Skip to content Skip to footer

Genome-assembly: Assess the quality of your genome assembly

Introduction

Once a genome has been assembled, it is important to assess the quality of the assembly, and in the first instance, this quality control (QC) can be achieved using the workflow described here.

Figure 1 shows the structure of the QC workflow on Galaxy Australia, from input of FASTA contigs, through to analysis using the tools Fasta statistics, Quast, BUSCO, Meryl and Merqury.

Fig 1. The Genome assessment post assembly workflow.

Once you have checked the genome assembly, you may decide that:

  • Further sequencing is required (e.g. sequencing depth was not sufficient for genome size)
  • The assembly should be repeated with different parameters (e.g. to improve contiguity)
  • The genome assembly is good enough to proceed.

How to cite the workflow

Price, G. (2023). Genome assessment post assembly. WorkflowHub. https://doi.org/10.48546/WORKFLOWHUB.WORKFLOW.403.2

A note on software versions

Software Version
FASTA stats 2.0
QUAST 5.0.2+galaxy1
BUSCO 5.2.2+galaxy0
Meryl 1.3+galaxy6
Merqury 1.3

Standards of genome quality

Note that there is no such thing as the perfect genome! Standards such as the Earth BioGenome Project’s Table of Proposed EBP Metrics can be used as a guide for genome quality, noting that these standards rely on a scaffolded (e.g. HiC) genome (Rhie et al. below)

Rhie, A., McCarthy, S.A., Fedrigo, O. et al. Towards complete and error-free genome assemblies of all vertebrate species. Nature 592, 737–746 (2021). https://doi.org/10.1038/s41586-021-03451-0

Tool or workflow EBP metric provided (Rhie et al. 2021)
Merqury False duplications - Base pair QV - K-mer completeness - Phased block (NG50)
Purge duplicates Curation improvements - false duplication removal
BUSCO Genes

Before you start!

The QC workflow

  • Is optimised for assessment of eukaryotic genomes. It can be reconfigured for prokaryotic or fungal genomes.
  • Prior to assembly, the read files should already have had adapter sequences removed with hifiadapterfilt.
  • Requires the assembled genome for the Merqury tool, as well as a meryl database (a directory representing k-mer count files), which is generated by the workflow itself from sequencing read files.
  • Requires the genome file to have the .p.utg.fa tag at the end if the genome was assembled using hifiasm, as this program generates an output file with this particular tag
    • In this case, the file contains both haplotypes of the genome, and has been processed to minimise sequencing errors appearing as different haplotypes. Working with .p.ctg.fa only provides the primary assembly, the alternative assembly is not present and will not be considered in the results.
####
▶ **PARTS OF THE EXERCISE**:
1 - Answer from the genome-assembly QC guide:
(a) What version of BUSCO does it list?
(b) Which tool should have removed adapter sequences from the read files before assembly?
(c) What tag must the genome file carry at the end if hifiasm was used for the assembly?
2 - Pick up the genome-assembly QC guide after its final sentence and write the next part.
The rows further down play no part in any of this.

▶ **INFORMATION GIVEN**:
####
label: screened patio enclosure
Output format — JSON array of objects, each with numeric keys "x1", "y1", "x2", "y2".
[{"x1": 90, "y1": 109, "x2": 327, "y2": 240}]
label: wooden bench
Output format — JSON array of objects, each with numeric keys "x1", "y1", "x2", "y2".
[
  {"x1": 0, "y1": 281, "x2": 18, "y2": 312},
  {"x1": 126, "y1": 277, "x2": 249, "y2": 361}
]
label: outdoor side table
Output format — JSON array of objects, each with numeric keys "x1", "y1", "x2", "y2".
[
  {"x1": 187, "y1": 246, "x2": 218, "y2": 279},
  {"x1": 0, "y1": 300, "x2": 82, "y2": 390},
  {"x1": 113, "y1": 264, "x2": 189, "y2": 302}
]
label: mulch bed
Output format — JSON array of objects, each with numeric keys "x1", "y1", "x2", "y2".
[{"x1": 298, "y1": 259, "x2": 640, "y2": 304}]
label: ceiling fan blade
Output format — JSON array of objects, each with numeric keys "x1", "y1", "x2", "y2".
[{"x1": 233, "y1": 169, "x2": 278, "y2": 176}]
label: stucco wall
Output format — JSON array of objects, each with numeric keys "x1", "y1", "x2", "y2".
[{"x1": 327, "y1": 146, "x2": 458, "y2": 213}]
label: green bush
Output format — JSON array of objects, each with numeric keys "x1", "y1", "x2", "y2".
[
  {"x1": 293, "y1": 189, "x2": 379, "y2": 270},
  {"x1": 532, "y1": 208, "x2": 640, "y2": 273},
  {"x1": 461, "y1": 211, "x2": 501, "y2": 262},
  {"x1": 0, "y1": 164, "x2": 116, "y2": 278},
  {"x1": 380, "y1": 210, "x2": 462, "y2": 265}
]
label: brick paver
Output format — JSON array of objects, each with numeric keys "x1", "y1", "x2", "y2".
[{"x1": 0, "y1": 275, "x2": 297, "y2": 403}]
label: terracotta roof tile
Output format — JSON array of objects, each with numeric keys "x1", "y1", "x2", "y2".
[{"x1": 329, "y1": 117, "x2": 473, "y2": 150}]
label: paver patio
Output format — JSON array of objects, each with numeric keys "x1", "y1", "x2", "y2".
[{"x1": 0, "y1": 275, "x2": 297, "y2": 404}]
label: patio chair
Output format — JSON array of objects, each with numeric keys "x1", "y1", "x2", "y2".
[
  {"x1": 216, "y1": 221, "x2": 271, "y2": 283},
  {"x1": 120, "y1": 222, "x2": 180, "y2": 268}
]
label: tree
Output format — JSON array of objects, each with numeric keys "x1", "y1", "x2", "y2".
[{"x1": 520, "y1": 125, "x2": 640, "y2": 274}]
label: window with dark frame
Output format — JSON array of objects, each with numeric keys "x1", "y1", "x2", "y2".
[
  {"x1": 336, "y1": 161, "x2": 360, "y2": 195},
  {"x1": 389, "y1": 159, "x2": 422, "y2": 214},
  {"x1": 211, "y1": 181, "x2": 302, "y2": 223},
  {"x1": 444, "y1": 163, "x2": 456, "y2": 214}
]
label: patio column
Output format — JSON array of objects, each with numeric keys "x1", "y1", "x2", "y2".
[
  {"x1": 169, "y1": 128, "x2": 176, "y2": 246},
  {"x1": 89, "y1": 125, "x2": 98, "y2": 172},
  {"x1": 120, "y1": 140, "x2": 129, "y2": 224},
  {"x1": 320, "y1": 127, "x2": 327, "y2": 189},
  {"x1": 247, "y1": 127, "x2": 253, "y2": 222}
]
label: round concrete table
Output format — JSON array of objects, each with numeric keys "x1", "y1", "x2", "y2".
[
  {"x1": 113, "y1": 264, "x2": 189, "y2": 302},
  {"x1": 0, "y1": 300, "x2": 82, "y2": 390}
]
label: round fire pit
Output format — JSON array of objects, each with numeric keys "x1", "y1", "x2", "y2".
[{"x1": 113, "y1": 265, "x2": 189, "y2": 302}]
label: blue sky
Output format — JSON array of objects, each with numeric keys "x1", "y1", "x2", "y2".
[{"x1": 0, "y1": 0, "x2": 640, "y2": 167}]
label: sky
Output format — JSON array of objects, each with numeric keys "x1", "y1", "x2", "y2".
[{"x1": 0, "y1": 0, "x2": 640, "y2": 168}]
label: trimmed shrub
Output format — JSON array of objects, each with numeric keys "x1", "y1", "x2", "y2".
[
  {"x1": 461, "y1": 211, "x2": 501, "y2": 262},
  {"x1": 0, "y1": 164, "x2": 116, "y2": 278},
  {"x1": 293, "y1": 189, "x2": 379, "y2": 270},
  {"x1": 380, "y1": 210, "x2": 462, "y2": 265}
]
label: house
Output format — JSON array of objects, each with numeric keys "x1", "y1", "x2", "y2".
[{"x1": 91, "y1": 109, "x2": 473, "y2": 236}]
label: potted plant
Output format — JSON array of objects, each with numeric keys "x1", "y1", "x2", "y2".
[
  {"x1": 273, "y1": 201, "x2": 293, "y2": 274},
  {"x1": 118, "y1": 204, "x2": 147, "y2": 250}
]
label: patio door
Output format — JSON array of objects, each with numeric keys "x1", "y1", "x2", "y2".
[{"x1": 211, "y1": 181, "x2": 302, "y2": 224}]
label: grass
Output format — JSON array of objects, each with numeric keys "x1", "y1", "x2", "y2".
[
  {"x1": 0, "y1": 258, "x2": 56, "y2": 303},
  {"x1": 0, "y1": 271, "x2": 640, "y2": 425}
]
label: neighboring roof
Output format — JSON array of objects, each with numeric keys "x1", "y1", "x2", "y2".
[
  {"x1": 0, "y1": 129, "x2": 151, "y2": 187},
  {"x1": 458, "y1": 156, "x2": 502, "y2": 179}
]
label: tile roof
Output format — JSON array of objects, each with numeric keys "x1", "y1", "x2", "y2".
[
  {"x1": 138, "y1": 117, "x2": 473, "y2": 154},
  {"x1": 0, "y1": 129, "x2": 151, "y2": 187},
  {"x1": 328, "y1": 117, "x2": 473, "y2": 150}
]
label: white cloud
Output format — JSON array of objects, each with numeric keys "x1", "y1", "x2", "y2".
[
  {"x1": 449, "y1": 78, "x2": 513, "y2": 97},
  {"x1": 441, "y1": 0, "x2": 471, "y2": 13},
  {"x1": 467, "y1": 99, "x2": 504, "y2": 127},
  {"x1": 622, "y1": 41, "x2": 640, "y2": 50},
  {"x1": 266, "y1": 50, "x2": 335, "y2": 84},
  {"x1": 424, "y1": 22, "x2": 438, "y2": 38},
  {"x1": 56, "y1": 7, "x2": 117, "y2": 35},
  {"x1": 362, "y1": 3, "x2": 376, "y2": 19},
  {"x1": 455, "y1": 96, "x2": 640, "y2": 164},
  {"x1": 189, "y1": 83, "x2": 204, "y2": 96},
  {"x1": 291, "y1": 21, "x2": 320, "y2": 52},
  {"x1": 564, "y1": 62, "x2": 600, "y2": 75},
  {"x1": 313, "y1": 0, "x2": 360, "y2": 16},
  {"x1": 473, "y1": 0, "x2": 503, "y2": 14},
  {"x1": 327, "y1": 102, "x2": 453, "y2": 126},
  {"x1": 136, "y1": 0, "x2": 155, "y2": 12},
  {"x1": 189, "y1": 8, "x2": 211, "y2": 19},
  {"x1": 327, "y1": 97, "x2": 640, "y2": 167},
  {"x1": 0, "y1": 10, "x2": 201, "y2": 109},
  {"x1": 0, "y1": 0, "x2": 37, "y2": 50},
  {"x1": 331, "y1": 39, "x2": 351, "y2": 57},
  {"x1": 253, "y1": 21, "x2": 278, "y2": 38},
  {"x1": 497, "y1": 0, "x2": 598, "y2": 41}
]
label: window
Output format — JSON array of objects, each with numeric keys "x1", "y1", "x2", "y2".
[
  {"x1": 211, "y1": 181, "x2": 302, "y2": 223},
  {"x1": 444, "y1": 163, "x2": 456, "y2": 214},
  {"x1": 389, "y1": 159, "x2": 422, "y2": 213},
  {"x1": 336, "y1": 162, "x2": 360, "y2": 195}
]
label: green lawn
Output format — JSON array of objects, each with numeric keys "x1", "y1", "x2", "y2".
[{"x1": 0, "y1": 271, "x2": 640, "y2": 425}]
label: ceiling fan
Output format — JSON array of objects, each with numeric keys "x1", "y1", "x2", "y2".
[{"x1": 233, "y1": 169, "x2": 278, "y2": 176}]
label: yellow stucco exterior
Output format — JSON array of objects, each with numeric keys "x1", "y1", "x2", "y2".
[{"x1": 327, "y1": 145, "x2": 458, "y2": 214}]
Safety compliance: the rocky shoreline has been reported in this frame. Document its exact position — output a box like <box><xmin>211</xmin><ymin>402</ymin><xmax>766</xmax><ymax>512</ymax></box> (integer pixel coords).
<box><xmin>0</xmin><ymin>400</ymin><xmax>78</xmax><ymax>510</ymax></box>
####
▶ **EXPECTED RESULTS**:
1 -
(a) 5.2.2+galaxy0
(b) hifiadapterfilt
(c) .p.utg.fa

2 -
    • For genomes assembled through other programs, the general principle for choosing the genome file to analyse with merqury is that the genome file has to contain both haplotypes, not just a single one. This ensures that the histogram graphs generate properly.

This How-to-Guide

  • Covers how to analyse a single genome.
  • If you had access to sequence data for trios and wanted to calculate things like phase block continuity, please to refer to the Merqury documentation.

Genome assessment post assembly workflow

  1. Make sure you are registered and logged into Galaxy Australia
  1. Upload your primary genome assembly file to your current Galaxy history
    • See this link for details on how to upload files
    • If you don’t have a history (i.e. you are using an existing assembly), you can create one, as shown in the image below

Fig 2. New Galaxy history!

  1. Visit this link to:

    • retrieve the workflow for assembly quality control,
    • add it to your Galaxy Australia workflows list, and
    • open your workflows list (which can also be reached by clicking the Workflow tab), highlighted by a red box in Fig 3)
    • the URL for this tab is https://usegalaxy.org.au/workflows/list

Fig 3. The main page of the Galaxy Australia service.

  1. Select the play button (highlighted by a red box in Fig 4) for the Genome assessment post assembly workflow.

Fig 4. The workflows page of the Galaxy Australia service is where your workflows appear. The play button to launch your workflow is highlighted by a red box.

  1. The workflow invocation window will open.

  2. Select either the primary assembly file that you previously loaded into your Galaxy history, or the assembly you created using the Galaxy HiFi genome assembly workflow, using the drop-down menu (step 1 in Fig 5).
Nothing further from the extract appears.